### Data for the task ###

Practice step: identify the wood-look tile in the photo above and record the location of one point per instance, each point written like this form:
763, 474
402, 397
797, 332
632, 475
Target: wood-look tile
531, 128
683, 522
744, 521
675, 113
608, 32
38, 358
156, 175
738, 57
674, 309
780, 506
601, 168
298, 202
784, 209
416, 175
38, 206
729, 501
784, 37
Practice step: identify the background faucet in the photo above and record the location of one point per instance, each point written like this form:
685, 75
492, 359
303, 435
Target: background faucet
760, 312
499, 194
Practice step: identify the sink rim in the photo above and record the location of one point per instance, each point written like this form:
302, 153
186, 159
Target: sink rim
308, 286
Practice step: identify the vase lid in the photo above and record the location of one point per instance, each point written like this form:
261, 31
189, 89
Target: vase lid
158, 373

###

Copy the rows from the line containing "Practice step: identify the vase" through the end of the rows, replacing "vase lid" with "jar lid" and leaving everything else unchanged.

Complete response -
Practice step: identify the jar lid in the photo above and record the location of one point per instance, each point written like this form:
261, 31
189, 89
Target: jar lid
158, 373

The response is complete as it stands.